-- Location identification items --
+ + + +

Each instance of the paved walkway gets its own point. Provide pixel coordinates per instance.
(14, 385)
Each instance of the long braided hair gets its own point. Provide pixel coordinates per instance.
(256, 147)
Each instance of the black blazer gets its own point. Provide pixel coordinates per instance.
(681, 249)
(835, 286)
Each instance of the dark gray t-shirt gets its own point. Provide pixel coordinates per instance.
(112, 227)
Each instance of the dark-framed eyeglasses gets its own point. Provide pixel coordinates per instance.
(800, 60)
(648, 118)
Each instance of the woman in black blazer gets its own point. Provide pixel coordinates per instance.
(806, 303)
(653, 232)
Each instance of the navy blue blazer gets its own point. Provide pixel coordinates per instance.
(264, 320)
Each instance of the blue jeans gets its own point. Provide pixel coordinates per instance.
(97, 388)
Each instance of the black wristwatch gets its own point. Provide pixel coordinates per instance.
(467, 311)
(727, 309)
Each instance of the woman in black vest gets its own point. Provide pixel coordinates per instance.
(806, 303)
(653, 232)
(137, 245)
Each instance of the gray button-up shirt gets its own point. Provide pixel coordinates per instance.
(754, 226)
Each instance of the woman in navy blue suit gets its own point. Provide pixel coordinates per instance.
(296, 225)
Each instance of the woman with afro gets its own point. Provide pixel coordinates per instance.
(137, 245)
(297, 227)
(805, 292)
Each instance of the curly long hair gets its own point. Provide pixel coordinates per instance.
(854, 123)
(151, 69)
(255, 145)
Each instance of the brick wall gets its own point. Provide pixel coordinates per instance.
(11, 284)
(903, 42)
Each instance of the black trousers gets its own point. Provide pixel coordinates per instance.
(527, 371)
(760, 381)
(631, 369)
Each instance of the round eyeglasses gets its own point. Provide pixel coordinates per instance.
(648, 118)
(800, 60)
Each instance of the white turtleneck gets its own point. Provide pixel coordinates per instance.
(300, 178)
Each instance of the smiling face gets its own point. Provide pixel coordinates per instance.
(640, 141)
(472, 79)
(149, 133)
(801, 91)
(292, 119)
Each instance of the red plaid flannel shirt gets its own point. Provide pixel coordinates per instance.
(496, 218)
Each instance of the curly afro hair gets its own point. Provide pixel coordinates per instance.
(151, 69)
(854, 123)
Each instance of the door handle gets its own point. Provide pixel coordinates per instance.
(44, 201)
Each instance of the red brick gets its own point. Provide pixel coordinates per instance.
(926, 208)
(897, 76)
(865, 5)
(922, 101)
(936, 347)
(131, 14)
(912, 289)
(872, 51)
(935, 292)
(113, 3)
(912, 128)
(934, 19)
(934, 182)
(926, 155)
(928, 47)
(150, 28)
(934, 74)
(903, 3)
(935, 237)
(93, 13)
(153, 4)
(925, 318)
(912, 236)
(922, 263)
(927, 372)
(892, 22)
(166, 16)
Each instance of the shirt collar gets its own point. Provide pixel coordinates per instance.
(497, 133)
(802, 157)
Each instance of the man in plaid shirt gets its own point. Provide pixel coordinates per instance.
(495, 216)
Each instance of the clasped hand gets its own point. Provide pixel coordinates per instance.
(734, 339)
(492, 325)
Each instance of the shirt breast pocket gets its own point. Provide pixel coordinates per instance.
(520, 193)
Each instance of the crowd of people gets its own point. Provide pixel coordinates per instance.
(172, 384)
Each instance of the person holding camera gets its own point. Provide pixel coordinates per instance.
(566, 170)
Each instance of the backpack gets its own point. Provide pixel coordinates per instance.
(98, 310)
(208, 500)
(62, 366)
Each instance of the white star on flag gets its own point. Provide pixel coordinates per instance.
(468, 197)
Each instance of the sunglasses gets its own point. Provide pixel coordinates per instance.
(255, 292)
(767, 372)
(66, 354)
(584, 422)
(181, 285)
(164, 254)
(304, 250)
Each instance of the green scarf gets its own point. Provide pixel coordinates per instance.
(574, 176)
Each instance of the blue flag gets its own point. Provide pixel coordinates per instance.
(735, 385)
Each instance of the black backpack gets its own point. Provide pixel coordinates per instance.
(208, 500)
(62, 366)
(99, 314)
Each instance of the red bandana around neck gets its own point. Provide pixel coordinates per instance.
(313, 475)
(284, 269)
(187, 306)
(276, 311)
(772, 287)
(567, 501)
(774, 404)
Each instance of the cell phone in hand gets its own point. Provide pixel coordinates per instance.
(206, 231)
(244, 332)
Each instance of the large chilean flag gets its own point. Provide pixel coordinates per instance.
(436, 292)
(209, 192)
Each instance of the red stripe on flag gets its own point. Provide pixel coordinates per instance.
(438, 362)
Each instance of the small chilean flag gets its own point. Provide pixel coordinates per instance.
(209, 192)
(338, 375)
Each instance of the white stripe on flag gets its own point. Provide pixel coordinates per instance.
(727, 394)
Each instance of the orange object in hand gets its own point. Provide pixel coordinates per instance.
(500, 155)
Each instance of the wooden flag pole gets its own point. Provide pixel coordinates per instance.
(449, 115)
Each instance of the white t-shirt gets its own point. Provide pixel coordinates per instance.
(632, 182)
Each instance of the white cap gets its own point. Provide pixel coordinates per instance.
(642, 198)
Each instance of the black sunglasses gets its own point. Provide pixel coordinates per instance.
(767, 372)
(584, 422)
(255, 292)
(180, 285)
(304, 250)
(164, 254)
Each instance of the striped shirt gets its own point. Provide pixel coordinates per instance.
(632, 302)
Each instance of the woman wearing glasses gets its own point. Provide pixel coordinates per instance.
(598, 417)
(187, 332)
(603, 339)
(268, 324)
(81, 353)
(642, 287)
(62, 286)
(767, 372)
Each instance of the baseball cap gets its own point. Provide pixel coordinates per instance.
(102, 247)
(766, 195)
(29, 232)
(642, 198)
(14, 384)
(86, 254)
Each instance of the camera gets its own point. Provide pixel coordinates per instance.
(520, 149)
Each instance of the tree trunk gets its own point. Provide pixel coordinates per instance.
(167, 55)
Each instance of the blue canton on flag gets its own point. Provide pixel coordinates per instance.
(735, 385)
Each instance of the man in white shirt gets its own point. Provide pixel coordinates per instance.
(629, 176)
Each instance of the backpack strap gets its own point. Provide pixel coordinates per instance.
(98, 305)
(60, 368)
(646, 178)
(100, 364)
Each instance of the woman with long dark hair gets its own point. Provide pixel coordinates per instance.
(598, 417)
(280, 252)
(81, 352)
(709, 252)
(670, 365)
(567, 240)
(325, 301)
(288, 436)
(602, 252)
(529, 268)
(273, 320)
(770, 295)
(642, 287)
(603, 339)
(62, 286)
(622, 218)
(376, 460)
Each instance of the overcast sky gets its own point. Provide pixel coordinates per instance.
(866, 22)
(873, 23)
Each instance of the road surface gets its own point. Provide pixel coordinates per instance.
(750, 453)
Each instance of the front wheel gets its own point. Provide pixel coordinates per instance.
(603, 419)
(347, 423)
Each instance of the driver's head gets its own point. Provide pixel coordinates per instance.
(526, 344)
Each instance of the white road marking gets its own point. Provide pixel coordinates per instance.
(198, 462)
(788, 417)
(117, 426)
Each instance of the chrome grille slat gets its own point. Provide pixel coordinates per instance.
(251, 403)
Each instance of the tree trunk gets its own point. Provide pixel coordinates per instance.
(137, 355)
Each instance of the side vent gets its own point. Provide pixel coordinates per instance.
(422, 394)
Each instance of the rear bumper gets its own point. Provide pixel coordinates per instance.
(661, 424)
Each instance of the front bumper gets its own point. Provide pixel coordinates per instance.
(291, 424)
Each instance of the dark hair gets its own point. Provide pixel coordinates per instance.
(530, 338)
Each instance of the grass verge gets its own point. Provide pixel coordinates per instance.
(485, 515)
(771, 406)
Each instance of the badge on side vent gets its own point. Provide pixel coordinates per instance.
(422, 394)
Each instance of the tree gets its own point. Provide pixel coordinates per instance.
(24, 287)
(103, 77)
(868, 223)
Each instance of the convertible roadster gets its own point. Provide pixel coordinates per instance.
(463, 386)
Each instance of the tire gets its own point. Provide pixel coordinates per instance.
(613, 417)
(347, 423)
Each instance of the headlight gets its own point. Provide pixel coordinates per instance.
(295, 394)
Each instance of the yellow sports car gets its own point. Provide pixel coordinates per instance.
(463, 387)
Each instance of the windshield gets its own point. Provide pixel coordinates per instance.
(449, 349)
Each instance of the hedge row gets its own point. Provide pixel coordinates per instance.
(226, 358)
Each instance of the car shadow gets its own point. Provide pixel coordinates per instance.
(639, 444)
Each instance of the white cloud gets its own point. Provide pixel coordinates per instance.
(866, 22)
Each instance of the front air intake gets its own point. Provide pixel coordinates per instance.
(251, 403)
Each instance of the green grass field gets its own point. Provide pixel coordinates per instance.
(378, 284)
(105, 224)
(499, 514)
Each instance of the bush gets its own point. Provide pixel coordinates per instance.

+ + + +

-- YOUR INSTRUCTIONS --
Reproduce only the lines running from the one that contains "Each instance of the front bumper" to the last line of the records.

-- WRITTEN RESPONSE --
Each instance of the front bumper gets its own point. Provide pixel coordinates per instance.
(291, 424)
Each instance of the dark hair gets its own point. Provide pixel coordinates per instance.
(530, 338)
Each instance of the grass verge gets its own point. Provide pixel coordinates per instance.
(485, 515)
(771, 406)
Each instance of the badge on side vent gets its own point. Provide pixel coordinates per instance.
(422, 394)
Each instance of the tree gets its own point. Provide pixel coordinates per instance.
(24, 287)
(103, 77)
(868, 223)
Each instance of the convertible roadster gets its own point. Provide pixel coordinates per instance.
(463, 386)
Each instance of the tire gets its own point. Provide pixel coordinates per instance.
(613, 417)
(347, 423)
Each instance of the headlight gets its own point. Provide pixel coordinates per instance.
(295, 394)
Each instance of the yellow sports car gets its own point. Provide pixel coordinates per instance.
(463, 387)
Each instance of the windshield gets its own point. Provide pixel coordinates per instance.
(449, 349)
Each instance of the hedge row gets its own point. Provide pixel coordinates per instance.
(226, 358)
Each instance of the car shadow gets its own point. Provide pixel coordinates per instance.
(639, 444)
Each instance of the white cloud gets its own point. Provide pixel coordinates per instance.
(866, 22)
Each instance of the front air intake gets its own point. Provide pixel coordinates per instance.
(251, 403)
Each instance of the green grass field gets its own point. Provide pixel coordinates per instance.
(378, 284)
(105, 224)
(499, 514)
Each instance of the bush gets its own point. Provide pixel coordinates per instance.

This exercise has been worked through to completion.